START DATA FOR ANALYSIS
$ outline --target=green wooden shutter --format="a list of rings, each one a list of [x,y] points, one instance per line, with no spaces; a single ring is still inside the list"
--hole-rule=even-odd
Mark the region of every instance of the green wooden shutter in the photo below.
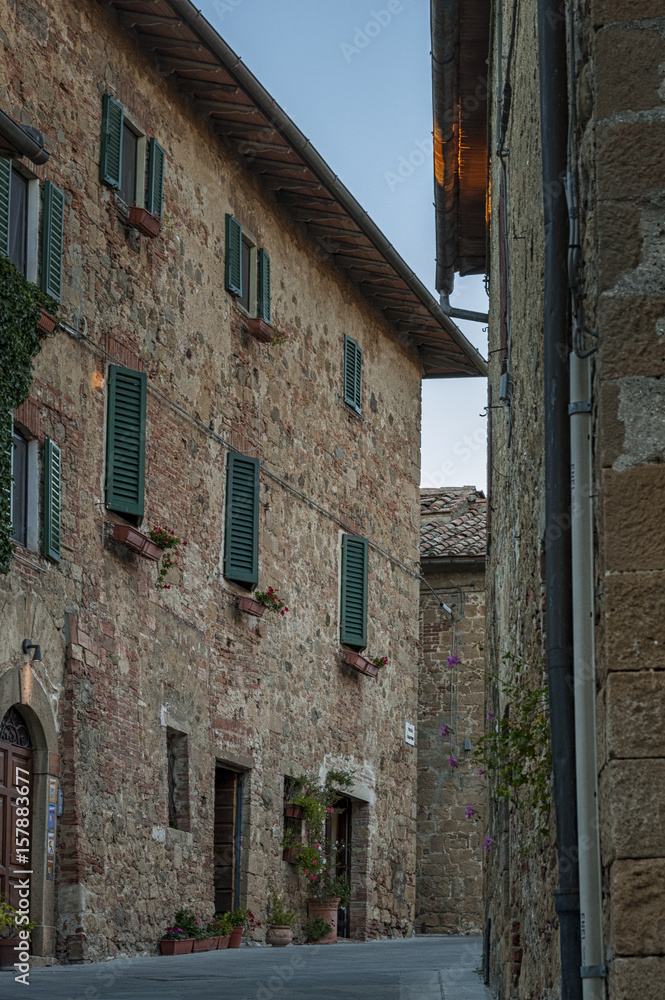
[[[99,161],[99,179],[110,187],[120,187],[122,172],[122,104],[104,94],[102,103],[102,151]]]
[[[224,576],[250,587],[259,580],[259,460],[232,453],[226,469]]]
[[[109,365],[108,386],[106,506],[143,517],[146,375]]]
[[[12,186],[12,161],[0,156],[0,253],[9,257],[9,196]]]
[[[156,139],[150,140],[148,151],[148,204],[153,215],[162,214],[164,200],[164,150]]]
[[[232,215],[226,216],[226,289],[234,295],[242,292],[242,226]]]
[[[44,439],[44,555],[60,562],[60,449]]]
[[[362,407],[363,352],[355,340],[344,337],[344,402],[360,413]]]
[[[259,250],[259,316],[270,323],[270,257]]]
[[[340,638],[347,646],[367,645],[367,564],[366,538],[342,536],[342,607]]]
[[[56,302],[62,298],[62,237],[65,196],[51,181],[44,183],[44,227],[42,230],[42,291]]]

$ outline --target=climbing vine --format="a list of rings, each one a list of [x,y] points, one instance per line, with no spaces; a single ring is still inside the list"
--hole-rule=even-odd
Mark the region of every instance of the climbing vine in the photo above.
[[[55,315],[57,306],[0,254],[0,573],[9,572],[14,556],[11,412],[27,398],[32,385],[32,361],[42,337],[37,328],[40,309]]]
[[[475,760],[492,780],[497,798],[509,799],[517,808],[533,809],[540,816],[540,832],[549,833],[550,779],[552,748],[547,687],[534,687],[527,680],[527,665],[510,654],[514,680],[494,675],[501,694],[507,700],[506,712],[494,720],[474,751]]]

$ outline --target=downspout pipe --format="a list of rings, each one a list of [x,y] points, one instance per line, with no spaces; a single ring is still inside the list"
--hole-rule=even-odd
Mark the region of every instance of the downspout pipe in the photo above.
[[[538,68],[545,225],[545,589],[559,886],[561,1000],[582,1000],[570,542],[568,418],[568,88],[559,0],[538,0]]]
[[[33,163],[46,163],[51,155],[44,149],[44,136],[31,125],[19,125],[0,109],[0,135],[16,150],[18,156],[27,156]]]
[[[441,292],[439,295],[439,304],[446,316],[450,316],[451,319],[467,319],[471,323],[489,323],[489,313],[475,312],[473,309],[454,309],[445,292]]]

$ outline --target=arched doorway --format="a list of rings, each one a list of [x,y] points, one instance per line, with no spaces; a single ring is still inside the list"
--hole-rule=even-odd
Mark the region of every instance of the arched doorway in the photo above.
[[[27,839],[32,848],[32,792],[33,792],[33,745],[25,719],[16,705],[5,713],[0,722],[0,897],[11,906],[18,907],[17,883],[21,875],[15,871],[27,868],[25,862],[31,851],[23,858],[17,855],[16,809],[26,808],[17,799],[18,789],[29,789],[29,813]],[[23,826],[23,824],[21,824]]]

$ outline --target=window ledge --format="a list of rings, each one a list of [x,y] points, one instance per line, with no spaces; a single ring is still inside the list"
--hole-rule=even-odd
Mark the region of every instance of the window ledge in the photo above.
END DATA FOR ANALYSIS
#### WHAT YOU ARE ASKED TO DO
Minus its pictures, the full listing should be copied verbatim.

#### OUTPUT
$ outline --target=green wooden shutter --format="a list of rings, each one a list of [x,y] points, one instance per line, with no spaces; a single ring is still inside the list"
--hole-rule=even-odd
Mark the region of every instance of the green wooden shutter in the photo below.
[[[99,161],[99,179],[110,187],[120,187],[122,172],[122,104],[104,94],[102,103],[102,151]]]
[[[224,576],[250,587],[259,580],[259,460],[232,453],[226,469]]]
[[[109,365],[108,386],[106,506],[143,517],[146,375]]]
[[[12,186],[12,161],[0,156],[0,253],[9,257],[9,196]]]
[[[156,139],[150,140],[148,151],[148,204],[153,215],[162,214],[164,200],[164,150]]]
[[[232,215],[226,216],[226,289],[234,295],[242,292],[242,226]]]
[[[44,439],[44,555],[60,562],[60,449]]]
[[[362,407],[363,352],[355,340],[344,337],[344,402],[360,413]]]
[[[259,250],[259,316],[270,323],[270,257]]]
[[[340,638],[347,646],[367,645],[367,564],[366,538],[342,536],[342,607]]]
[[[56,302],[62,298],[62,237],[65,196],[51,181],[44,183],[44,227],[42,230],[42,291]]]

$ outline --target=climbing vine --format="a list of rings, each one a list of [x,y] points, one instance per line, with no spaces; a single ring is still inside the list"
--hole-rule=even-odd
Mark the region of every instance of the climbing vine in the photo above.
[[[55,315],[57,306],[0,254],[0,573],[9,572],[14,556],[11,412],[27,398],[32,385],[32,361],[42,337],[37,328],[40,309]]]
[[[475,760],[492,780],[497,798],[509,799],[517,808],[533,809],[540,816],[540,832],[549,833],[550,779],[552,748],[547,687],[534,687],[527,680],[527,665],[510,654],[514,680],[494,675],[501,694],[507,700],[506,712],[494,720],[474,751]]]

$ outline --target=downspout pipe --format="a list of rings, each one a list of [x,y] points, one instance per line, with no spaces; a single ring is still inside the list"
--hole-rule=even-odd
Mark the region of every instance of the downspout pipe in the photo above.
[[[538,68],[545,225],[545,589],[559,886],[561,1000],[582,1000],[570,542],[568,418],[568,88],[559,0],[538,0]]]
[[[33,163],[46,163],[51,155],[44,149],[44,136],[31,125],[19,125],[0,109],[0,135],[16,150],[18,156],[27,156]]]
[[[441,292],[439,295],[439,304],[446,316],[450,316],[451,319],[467,319],[471,323],[489,323],[489,313],[475,312],[473,309],[454,309],[445,292]]]

$ outline --target=arched doorway --format="a list of rings, each one a list of [x,y] points, one instance per line, with no spaces; a single ring is still inside the list"
--hole-rule=even-odd
Mark the region of every instance of the arched doorway in the photo above.
[[[27,839],[32,848],[32,792],[33,792],[33,745],[25,719],[16,705],[5,713],[0,722],[0,897],[11,906],[18,907],[17,883],[21,875],[15,871],[27,868],[25,862],[31,851],[23,858],[17,855],[16,809],[26,808],[17,799],[18,789],[29,789],[29,813]],[[23,826],[23,824],[21,824]]]

$ outline --target=window ledge --format="a list of rings, each one a list of [x,y] points, one instance per line, with no spaces; a single ring is still inside the list"
--hole-rule=even-odd
Mark the region of every instance of the window ledge in the photo above.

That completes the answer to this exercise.